Position identification lines

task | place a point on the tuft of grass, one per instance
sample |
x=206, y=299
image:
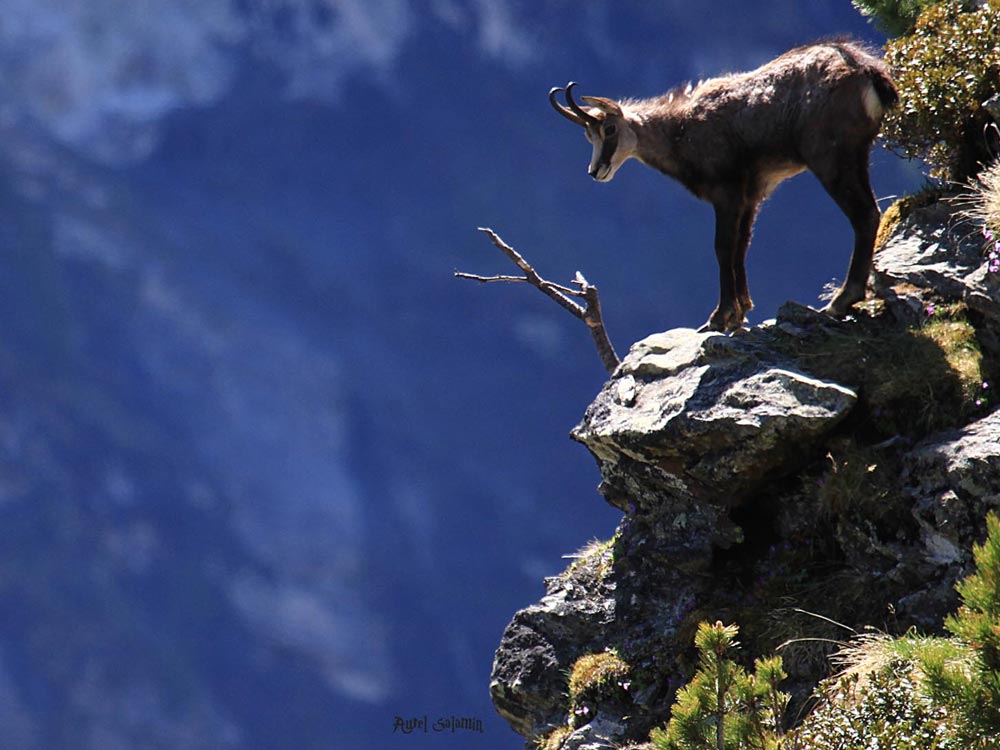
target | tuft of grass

# Your task:
Copy the lines above word for word, leaving out the picture.

# Solution:
task | place a point on the tuft of grass, one per instance
sample |
x=206, y=299
image:
target | tuft of grass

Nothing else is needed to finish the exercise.